» Zitierter Auszug

Der Partei, die diesen Gedanken in der Paulskirche zum Siege führte, der „Erbkaiserpartei“, gehören alle weiteren Veteranen an, die noch unter den Lebenden weilen. Es sind ihrer zehn, und unter ihnen befindet sich auch der Führer der Frankfurter Deputation, welche dem König in Berlin am 3. April 1849 die Kaiserkrone antrug, Eduard v. Simson, Gagerns Nachfolger als Präsident der Nationalversammlung.

Simson, dessen feiner Takt und würdevolles Wesen die Mission der Kaiserdeputierten trotz ihres Mißerfolges auf der vollen Höhe erhielt, hat noch oft im Leben Gelegenheit gehabt, diese Eigenschaften als Präsident zu entfalten, die ihm schon in der Paulskirche die Sympathien aller Parteien eintrugen. Als er von seiner Vaterstadt Königsberg ins Frankfurter Parlament gewählt wurde, war er dort Tribunalsrat und ein Professor der Rechtswissenschaft von Ruf. Der politischen Richtung, die er in der Paulskirche vertrat und die ihn zum Gesinnungsgenossen von Gagern und Dahlmann und zum Mitglied des rechten Centrums machte, ist der jetzt fast 88jährige allezeit treugeblieben. Im Unionsparlament zu Erfurt war er Präsident des Volkshauses. Nach dem Scheitern der Union stand er im preußischen Abgeordnetenhaus mit an der Spitze der Opposition. 1860 und 1861 war er Präsident dieser Kammer. In gleicher Würde sah ihn der konstituierende und der erste ordentliche Reichstag des Norddeutschen Bundes, und am 18. Dezember 1870 war es ihm, dem „Achtundvierziger“, vergönnt, die Adresse des Reichstages, welche dem siegreichen König Wilhelm die deutsche Kaiserwürde antrug, diesem in Versailles zu überreichen. Auch der erste deutsche Reichstag wählte Simson zum Präsidenten. Eine gleich glänzende Laufbahn war ihm auf dem Gebiete des praktischen Juristen beschieden. Nachdem er längere Zeit dem Appellationsgericht in Frankfurt a. O. vorgestanden hatte, wurde er 1879 bei Gründung des Deutschen Reichsgerichts in Leipzig an dessen Spitze berufen, in welcher Stellung er bis vor wenigen Jahren aufs segensreichste gewirkt hat.

» Kurze Übung 1
Beantworten Sie anhand des Auszugs:
(a) Wie viele weitere Veteranen der Erbkaiserpartei leben noch?
(b) In welchem Parlament war Simson Präsident des Volkshauses?
(c) In welchem Jahr wurde Simson an die Spitze des Deutschen Reichsgerichts in Leipzig berufen?
» Kurze Übung 2
Bitte fassen Sie den Absatz des Auszugs, der mit „Der Partei, die diesen Gedanken“ beginnt, kürzer zusammen und behalten Sie dabei seine wichtigsten Fakten bei.
Die Einträge haben mit dem Auszug nichts zu tun.

» Gegebene Angaben
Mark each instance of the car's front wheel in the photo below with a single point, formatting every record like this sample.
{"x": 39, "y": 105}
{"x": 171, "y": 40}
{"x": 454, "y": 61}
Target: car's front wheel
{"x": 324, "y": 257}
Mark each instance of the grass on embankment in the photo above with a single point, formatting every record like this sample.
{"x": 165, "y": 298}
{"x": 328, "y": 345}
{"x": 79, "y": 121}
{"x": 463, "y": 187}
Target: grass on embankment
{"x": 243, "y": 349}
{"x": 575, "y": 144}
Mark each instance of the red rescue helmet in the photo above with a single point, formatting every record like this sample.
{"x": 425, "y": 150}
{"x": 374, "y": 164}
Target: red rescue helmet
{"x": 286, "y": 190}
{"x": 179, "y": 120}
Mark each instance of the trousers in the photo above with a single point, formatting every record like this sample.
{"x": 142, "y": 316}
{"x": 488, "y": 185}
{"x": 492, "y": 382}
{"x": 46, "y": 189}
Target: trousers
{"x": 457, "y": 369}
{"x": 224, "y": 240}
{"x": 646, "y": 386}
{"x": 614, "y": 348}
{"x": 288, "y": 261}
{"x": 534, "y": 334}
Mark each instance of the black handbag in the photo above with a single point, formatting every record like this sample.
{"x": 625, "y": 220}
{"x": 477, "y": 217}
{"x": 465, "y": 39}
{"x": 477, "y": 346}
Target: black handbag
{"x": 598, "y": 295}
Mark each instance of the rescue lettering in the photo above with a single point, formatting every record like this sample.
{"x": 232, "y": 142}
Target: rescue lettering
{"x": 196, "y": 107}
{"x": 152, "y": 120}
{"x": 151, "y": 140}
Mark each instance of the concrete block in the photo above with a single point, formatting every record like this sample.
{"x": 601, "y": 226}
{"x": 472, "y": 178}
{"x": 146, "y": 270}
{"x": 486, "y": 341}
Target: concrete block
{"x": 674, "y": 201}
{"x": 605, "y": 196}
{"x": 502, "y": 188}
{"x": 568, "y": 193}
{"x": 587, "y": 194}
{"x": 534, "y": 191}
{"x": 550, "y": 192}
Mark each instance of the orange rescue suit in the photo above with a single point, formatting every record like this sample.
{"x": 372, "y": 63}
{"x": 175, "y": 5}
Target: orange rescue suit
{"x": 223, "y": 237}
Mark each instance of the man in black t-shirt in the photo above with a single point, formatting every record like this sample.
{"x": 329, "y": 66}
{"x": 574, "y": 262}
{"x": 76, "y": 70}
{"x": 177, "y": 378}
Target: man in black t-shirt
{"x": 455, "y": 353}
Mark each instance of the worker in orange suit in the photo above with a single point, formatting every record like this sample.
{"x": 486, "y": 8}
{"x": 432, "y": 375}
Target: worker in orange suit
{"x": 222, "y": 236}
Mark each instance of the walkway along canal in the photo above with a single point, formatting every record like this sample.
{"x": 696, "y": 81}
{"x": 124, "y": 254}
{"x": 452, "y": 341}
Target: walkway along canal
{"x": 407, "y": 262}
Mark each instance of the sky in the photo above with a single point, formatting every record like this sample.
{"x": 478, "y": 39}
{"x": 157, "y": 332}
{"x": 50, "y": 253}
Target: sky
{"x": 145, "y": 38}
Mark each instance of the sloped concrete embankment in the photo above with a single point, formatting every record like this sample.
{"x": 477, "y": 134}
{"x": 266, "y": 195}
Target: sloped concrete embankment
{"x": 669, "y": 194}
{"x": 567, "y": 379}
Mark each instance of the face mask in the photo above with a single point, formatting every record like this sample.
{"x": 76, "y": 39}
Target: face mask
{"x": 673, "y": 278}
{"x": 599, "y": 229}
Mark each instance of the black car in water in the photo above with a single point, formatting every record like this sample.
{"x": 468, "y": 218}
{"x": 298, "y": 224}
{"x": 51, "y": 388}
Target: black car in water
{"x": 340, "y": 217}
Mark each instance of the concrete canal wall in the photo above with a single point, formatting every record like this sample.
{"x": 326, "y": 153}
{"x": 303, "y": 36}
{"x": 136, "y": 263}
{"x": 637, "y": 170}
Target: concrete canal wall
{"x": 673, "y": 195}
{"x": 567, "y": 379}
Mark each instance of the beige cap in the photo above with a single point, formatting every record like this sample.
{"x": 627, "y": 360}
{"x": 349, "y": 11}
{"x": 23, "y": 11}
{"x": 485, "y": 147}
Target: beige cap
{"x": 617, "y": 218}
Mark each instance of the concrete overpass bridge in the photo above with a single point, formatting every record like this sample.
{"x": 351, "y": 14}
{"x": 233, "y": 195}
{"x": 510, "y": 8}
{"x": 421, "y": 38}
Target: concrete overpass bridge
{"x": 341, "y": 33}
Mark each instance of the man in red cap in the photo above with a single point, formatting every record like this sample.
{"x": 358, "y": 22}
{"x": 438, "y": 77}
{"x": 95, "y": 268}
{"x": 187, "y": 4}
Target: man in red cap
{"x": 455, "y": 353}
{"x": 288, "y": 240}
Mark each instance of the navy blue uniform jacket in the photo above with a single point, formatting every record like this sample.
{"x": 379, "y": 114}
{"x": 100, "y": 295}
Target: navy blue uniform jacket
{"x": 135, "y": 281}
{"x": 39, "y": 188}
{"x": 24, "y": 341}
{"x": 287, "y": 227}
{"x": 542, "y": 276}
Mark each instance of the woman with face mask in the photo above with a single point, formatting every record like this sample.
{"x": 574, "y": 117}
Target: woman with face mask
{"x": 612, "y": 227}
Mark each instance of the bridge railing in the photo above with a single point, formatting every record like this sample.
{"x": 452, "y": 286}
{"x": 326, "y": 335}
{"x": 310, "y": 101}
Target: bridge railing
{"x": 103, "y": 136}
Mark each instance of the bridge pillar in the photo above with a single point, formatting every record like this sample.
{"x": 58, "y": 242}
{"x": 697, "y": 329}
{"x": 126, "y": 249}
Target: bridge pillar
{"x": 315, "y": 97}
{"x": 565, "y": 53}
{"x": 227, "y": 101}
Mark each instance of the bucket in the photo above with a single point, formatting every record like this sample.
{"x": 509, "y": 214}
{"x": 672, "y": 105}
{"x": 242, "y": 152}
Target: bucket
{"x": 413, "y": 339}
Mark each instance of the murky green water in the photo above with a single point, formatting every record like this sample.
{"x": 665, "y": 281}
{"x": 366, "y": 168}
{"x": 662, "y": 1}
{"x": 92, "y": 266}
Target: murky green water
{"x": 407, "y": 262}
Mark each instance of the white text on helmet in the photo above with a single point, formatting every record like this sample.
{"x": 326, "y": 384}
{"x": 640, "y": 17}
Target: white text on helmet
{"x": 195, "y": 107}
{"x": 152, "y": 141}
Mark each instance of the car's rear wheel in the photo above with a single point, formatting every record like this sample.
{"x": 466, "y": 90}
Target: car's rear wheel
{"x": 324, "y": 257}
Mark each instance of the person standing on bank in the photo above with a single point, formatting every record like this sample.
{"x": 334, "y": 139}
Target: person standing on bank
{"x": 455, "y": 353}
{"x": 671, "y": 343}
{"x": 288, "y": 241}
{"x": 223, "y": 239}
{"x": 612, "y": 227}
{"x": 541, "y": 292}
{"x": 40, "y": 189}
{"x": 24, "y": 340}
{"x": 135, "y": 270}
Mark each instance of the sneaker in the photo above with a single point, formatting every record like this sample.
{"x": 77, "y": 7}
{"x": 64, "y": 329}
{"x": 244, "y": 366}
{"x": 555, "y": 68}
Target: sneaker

» Lösung 1
(a) Zehn.
(b) Im Unionsparlament zu Erfurt.
(c) 1879.

» Lösung 2
Alle zehn noch lebenden weiteren Veteranen gehören der Erbkaiserpartei an, die sich in der Paulskirche durchsetzte. Zu ihnen zählt Eduard v. Simson. Er war Gagerns Nachfolger als Präsident der Nationalversammlung und führte die Frankfurter Deputation an, die dem König am 3. April 1849 in Berlin die Kaiserkrone antrug.